## SEITENAUSZUG
──────

TNS-Zeit: Zeitzeugen berichten von verbotenen Beziehungen

Katharina Sämann, eine der Betroffenen, wird zur Ausstellungseröffnung von ihrem Schicksal als Kind aus einer unerwünschten Beziehung berichten. Foto: Johanna Becker
Unerwünscht und trotzdem da: Mehr als 20 Kinder, die in der NS-Zeit das gleiche Schicksal teilten, beteiligen sich an einer Wanderausstellung. Was geplant ist.
Bremervörde. Während der Zeit des Nationalsozialismus waren freundschaftliche und intime Kontakte zwischen Deutschen und Kriegsgefangenen oder Zwangsarbeitern unerwünscht. Zum Teil waren sie streng verboten. Doch sie sind trotzdem da: Kinder, die aus solchen Beziehungen hervorgegangen sind. Ihre Geschichten wurden lange tabuisiert. Sie sind wissenschaftlich wenig erforscht und in der Erinnerungskultur kaum präsent. Die Sonderausstellung „trotzdem da!“ ist ihren Lebensgeschichten gewidmet.

──────

## GEGEBENE DATEN
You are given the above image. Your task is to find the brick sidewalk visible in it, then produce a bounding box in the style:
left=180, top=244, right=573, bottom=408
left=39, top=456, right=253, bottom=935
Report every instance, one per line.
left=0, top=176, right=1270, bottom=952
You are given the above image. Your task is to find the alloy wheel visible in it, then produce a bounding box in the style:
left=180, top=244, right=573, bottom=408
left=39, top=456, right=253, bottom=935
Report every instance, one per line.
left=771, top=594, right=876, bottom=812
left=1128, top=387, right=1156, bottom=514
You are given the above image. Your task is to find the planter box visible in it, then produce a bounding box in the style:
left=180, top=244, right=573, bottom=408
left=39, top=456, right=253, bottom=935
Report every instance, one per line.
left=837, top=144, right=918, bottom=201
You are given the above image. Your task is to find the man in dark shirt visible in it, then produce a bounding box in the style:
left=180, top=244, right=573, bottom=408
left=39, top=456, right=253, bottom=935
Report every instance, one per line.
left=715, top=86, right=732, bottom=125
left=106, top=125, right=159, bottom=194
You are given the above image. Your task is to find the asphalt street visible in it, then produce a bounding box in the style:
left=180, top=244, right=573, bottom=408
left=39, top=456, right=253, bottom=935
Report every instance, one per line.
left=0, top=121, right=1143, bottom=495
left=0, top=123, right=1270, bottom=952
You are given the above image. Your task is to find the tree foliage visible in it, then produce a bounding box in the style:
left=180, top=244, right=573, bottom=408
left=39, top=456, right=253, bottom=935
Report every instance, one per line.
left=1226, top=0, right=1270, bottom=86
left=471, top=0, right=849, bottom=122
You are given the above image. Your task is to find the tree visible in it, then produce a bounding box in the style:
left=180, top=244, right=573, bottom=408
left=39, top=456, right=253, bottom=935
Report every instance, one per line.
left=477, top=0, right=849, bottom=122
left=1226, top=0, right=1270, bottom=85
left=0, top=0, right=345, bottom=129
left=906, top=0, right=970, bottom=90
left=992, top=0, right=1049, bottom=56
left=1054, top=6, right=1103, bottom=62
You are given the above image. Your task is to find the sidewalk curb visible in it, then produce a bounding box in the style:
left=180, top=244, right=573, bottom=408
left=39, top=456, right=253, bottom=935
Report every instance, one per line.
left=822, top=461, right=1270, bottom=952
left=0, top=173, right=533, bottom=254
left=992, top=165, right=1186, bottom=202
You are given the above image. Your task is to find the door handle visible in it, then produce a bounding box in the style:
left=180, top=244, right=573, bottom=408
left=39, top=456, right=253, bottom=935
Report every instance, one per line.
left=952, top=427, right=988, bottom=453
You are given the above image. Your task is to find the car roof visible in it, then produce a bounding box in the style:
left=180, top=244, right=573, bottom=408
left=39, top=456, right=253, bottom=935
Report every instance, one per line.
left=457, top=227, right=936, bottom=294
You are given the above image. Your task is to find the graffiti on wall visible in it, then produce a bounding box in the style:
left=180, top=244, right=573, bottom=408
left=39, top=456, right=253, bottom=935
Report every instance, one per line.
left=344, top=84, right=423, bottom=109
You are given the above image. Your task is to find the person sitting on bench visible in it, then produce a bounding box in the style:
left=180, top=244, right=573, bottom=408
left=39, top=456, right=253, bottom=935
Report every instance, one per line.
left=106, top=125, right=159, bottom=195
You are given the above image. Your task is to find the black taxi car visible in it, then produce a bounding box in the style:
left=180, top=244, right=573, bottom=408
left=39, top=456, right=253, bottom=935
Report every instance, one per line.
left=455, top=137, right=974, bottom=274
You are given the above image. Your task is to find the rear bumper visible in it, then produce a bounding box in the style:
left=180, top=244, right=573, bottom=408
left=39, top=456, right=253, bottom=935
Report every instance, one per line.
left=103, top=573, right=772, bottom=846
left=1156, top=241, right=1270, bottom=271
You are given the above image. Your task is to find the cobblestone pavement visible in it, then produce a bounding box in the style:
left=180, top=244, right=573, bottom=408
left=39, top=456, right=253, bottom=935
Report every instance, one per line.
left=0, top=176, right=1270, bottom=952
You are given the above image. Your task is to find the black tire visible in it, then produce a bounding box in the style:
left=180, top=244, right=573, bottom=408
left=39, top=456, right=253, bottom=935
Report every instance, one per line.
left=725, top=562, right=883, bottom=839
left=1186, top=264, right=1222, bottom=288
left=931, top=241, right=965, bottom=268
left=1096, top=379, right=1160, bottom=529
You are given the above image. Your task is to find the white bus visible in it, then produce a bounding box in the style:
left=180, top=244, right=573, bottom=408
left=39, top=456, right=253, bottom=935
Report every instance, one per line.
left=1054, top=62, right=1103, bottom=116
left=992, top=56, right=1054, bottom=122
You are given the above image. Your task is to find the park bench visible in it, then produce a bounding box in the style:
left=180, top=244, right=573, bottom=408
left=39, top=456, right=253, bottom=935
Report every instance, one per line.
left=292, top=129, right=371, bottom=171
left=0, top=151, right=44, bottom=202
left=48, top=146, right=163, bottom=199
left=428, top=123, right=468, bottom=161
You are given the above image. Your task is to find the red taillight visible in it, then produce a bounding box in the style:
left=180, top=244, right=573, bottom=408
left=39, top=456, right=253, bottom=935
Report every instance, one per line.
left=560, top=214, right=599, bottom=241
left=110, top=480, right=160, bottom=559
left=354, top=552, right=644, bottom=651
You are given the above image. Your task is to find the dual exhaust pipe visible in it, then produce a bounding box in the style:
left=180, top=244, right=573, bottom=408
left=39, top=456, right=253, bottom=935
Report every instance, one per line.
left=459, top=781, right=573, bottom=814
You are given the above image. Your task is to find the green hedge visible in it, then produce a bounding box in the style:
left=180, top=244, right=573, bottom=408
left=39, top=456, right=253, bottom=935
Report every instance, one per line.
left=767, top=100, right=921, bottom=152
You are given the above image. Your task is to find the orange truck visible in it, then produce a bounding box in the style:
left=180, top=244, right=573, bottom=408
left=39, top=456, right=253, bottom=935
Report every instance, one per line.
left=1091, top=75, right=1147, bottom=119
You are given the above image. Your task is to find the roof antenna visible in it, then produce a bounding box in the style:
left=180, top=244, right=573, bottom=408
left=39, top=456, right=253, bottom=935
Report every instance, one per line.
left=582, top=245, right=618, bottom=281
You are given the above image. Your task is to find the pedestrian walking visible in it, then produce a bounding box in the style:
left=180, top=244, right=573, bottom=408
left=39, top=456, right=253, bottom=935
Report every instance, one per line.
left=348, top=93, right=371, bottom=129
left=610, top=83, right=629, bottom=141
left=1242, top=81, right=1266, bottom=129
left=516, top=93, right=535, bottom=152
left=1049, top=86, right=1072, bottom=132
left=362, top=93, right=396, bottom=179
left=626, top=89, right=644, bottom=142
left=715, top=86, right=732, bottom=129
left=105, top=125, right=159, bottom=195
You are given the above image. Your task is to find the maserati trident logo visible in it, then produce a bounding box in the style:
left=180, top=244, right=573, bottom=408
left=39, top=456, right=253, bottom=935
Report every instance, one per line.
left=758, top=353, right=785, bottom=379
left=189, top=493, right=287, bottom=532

──────

## ZIEL DER AUFGABE
Schreibe den Artikel über die Wanderausstellung „trotzdem da!“ im Anschluss an seinen letzten Satz weiter.

## ERWARTETE AUSGABE
In der Gedenkstätte Lager Sandbostel bei Bremervörde wurde die Wanderausstellung sorgfältig verpackt und auf eine dreijährige Reise geschickt. Die erste Station ist im Krankenhaus-Museum der Kulturambulanz in Bremen. Bei der Eröffnung am Sonntag, 23. März, um 15 Uhr wird Katharina Sämann, die Tochter von Anna Sämann und Wassilij Petrowitsch Koslow, über ihr Schicksal als Kind einer damals verbotenen Beziehung sprechen.
Erinnerungen mit Fotos und Dokumenten
Mehr als 20 Kinder aus Deutschland, Österreich und den Niederlanden, die das gleiche Schicksal teilen, konnten für das Projekt ausfindig gemacht und beteiligt werden. Für viele der Betroffenen waren die Treffen in der Gedenkstätte Lager Sandbostel die erste Begegnung mit Menschen, die alle eine ähnliche Biografie haben. Mit ihren Erinnerungen, Dokumenten und Fotos haben sie die entscheidende Grundlage zur Verwirklichung der Sonderausstellung gelegt.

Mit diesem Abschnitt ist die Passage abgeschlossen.